→ REQUIRED WORK
Search the data for the string "wall", and report each line where it is found.

→ DATA EXTRACTS
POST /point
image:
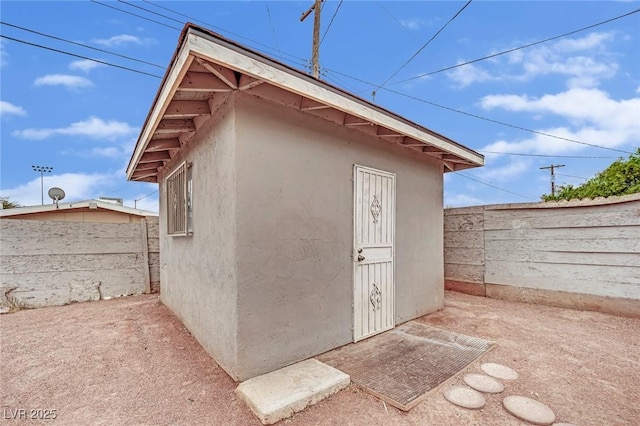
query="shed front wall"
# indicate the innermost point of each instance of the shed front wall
* * *
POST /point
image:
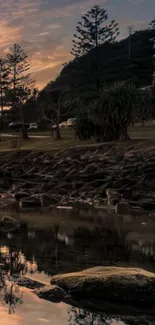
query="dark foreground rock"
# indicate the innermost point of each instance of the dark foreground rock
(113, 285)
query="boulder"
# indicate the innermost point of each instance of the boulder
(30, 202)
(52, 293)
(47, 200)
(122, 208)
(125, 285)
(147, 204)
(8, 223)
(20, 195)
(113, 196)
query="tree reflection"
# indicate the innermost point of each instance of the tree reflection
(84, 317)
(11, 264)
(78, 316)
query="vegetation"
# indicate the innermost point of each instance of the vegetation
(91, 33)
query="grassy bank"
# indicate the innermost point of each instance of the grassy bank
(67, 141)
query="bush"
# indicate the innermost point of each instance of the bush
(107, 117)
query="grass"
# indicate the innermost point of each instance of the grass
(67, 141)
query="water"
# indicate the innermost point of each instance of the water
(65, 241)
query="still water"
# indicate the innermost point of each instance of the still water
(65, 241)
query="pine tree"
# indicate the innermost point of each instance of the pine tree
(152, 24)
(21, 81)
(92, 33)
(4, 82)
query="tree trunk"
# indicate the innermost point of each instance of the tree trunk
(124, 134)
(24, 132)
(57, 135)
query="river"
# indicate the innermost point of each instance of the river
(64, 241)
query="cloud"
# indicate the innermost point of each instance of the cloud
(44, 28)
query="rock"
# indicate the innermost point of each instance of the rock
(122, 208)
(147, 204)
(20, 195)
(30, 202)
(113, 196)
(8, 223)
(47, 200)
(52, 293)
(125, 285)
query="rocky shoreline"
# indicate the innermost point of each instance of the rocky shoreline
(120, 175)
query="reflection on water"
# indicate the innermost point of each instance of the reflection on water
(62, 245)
...
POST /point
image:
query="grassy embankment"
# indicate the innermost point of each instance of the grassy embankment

→ SOLUTION TO THE PROBLEM
query="shed front wall"
# indicate the innermost point of each instance of the shed front wall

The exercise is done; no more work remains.